(Records excerpted from a collection)
»»

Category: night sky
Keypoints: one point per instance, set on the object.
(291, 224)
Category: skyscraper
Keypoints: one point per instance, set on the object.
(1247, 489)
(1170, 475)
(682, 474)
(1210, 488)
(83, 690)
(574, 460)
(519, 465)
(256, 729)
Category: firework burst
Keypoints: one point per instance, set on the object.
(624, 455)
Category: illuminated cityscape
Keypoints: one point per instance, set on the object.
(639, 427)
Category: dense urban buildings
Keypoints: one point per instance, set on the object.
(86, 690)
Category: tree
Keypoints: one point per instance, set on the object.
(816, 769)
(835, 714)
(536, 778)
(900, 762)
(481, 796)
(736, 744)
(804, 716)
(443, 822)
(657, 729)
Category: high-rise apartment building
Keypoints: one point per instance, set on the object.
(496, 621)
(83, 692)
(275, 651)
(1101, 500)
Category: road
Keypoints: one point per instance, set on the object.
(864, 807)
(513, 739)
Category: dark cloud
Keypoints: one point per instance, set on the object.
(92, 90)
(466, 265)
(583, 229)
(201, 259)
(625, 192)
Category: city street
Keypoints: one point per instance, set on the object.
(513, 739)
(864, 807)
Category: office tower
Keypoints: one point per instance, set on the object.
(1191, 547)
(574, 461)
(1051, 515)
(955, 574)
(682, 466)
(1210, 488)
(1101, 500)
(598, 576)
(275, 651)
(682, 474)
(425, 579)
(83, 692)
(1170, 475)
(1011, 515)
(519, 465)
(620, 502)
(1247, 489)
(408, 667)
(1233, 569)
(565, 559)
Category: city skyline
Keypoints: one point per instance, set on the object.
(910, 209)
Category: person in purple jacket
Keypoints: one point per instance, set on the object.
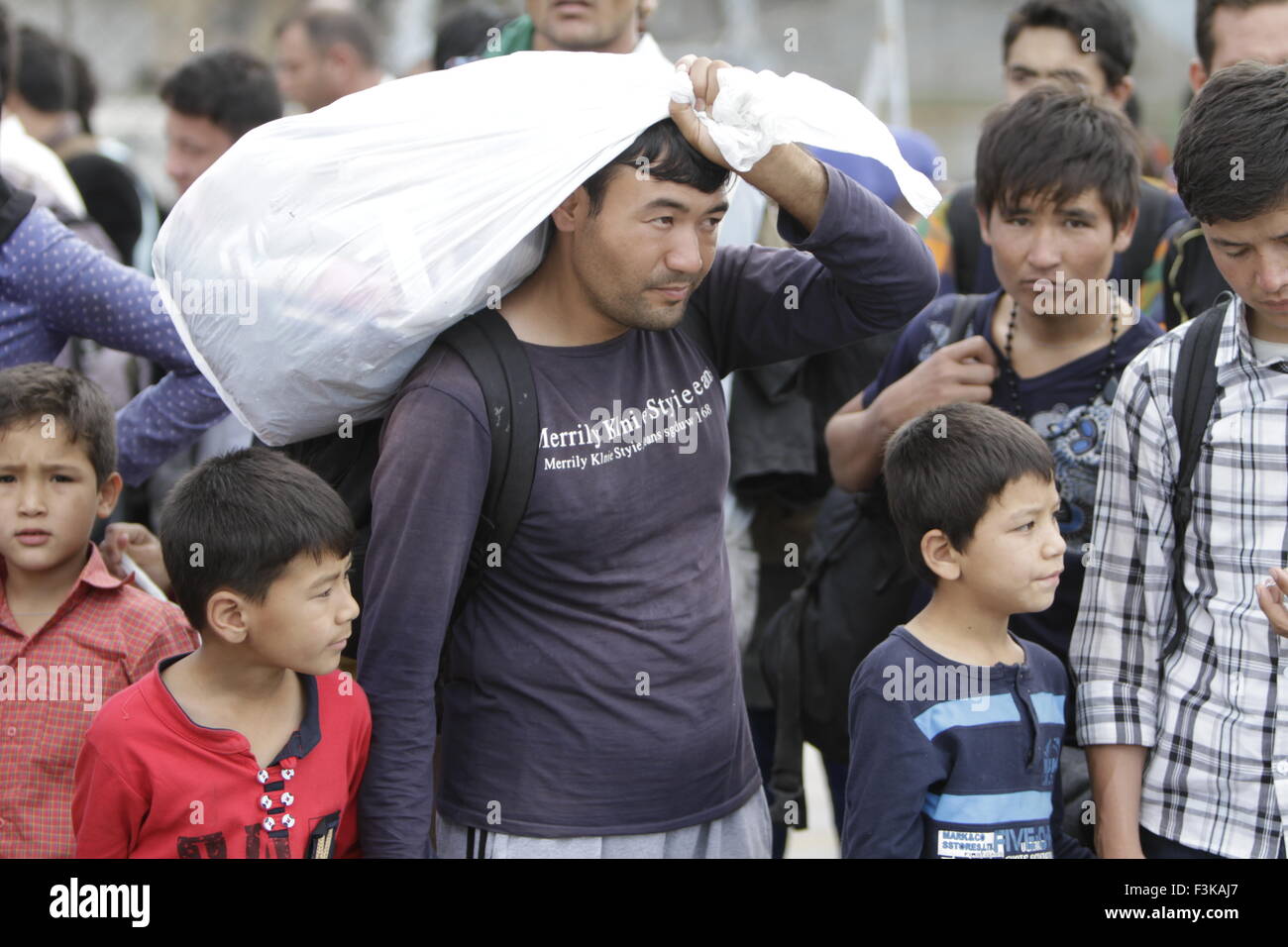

««

## WORK TASK
Return an exact transcription of the entries above, excluding each image.

## ANSWER BOX
Category: night sky
Keypoints: one point per instance, set on the object.
(291, 224)
Category: skyscraper
Keypoints: one point per instance, set on the object.
(1247, 489)
(1170, 475)
(682, 474)
(1210, 488)
(83, 690)
(574, 460)
(519, 465)
(256, 729)
Category: firework burst
Keypoints: one point per instance, set on the object.
(624, 455)
Category: illuminated cityscape
Keypoints: one point per instance, set on the object.
(639, 427)
Category: dense urban buildings
Keypoints: one point per instance, set on the object.
(86, 690)
Category: tree
Keypoints: one point per instance, set on the object.
(816, 769)
(835, 714)
(536, 778)
(900, 762)
(481, 796)
(736, 744)
(804, 716)
(443, 822)
(657, 729)
Category: high-rise apartment building
Keypoints: one point per instance, set on the object.
(496, 621)
(83, 692)
(275, 651)
(1101, 500)
Category: road
Keypoints: one point per instance, set on the object.
(864, 807)
(513, 739)
Category: dark cloud
Keypoints: one point per instance, set on the object.
(92, 90)
(466, 265)
(583, 229)
(201, 259)
(625, 192)
Category: city street
Keypoints: one point per instance, set on the object.
(513, 739)
(864, 807)
Category: office tower
Keypoints: one point per instance, set on the object.
(1191, 547)
(574, 461)
(1051, 515)
(955, 574)
(682, 466)
(1210, 488)
(1101, 500)
(598, 576)
(275, 651)
(682, 474)
(425, 579)
(83, 692)
(1170, 475)
(1011, 515)
(519, 465)
(620, 502)
(1247, 489)
(408, 667)
(1233, 569)
(565, 559)
Category: city skyline
Keypoints: one point per instance, set on the object.
(910, 209)
Category: person in purple jacket
Keypoints: one point per instance, set on the object.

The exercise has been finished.